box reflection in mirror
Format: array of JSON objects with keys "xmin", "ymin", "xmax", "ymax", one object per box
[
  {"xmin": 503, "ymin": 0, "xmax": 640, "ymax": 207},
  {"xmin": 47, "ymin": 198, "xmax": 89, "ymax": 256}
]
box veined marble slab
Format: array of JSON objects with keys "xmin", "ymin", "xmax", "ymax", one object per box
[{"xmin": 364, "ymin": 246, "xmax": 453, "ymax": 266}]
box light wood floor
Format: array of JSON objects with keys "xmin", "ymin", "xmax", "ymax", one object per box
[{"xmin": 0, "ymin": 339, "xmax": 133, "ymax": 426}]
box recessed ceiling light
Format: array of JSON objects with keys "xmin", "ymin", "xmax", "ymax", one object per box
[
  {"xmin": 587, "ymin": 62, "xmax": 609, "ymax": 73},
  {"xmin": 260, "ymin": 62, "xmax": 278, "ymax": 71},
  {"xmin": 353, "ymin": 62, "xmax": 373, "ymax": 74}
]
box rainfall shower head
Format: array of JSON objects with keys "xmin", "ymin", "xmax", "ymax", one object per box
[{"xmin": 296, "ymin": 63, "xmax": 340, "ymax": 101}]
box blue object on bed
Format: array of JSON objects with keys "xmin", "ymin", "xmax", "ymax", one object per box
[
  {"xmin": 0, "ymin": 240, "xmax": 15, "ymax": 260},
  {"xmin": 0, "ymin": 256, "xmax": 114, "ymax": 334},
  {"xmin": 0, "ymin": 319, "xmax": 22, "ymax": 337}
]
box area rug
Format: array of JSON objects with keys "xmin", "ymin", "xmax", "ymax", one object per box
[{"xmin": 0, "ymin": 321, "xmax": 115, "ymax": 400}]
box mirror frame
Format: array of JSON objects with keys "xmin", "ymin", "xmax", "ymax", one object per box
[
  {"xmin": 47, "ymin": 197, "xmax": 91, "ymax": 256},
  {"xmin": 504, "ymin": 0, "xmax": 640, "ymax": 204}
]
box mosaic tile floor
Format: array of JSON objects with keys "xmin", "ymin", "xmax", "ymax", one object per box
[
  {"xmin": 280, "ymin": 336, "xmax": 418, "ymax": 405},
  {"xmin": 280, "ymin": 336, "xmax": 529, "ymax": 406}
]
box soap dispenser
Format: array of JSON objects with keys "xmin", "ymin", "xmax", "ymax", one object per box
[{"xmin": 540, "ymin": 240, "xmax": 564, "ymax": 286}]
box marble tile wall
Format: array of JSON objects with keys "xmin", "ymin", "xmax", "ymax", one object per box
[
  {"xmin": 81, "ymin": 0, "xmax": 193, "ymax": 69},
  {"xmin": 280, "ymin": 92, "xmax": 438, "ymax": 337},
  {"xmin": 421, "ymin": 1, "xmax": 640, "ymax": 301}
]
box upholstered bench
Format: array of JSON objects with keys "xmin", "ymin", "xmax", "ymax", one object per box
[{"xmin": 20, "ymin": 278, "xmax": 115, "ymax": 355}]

**Short problem**
Reproduce the rows above without any change, from the line containing "box marble tile wall" down to the final line of the rows.

**Result for this exercise**
box marble tile wall
Format: array of JSON objects with keys "xmin", "ymin", "xmax", "ymax", one object per box
[
  {"xmin": 81, "ymin": 0, "xmax": 193, "ymax": 69},
  {"xmin": 280, "ymin": 92, "xmax": 438, "ymax": 337},
  {"xmin": 421, "ymin": 1, "xmax": 640, "ymax": 301}
]
box upholstered bench
Format: array of JSON objects with keys "xmin", "ymin", "xmax", "ymax", one object per box
[{"xmin": 20, "ymin": 278, "xmax": 115, "ymax": 355}]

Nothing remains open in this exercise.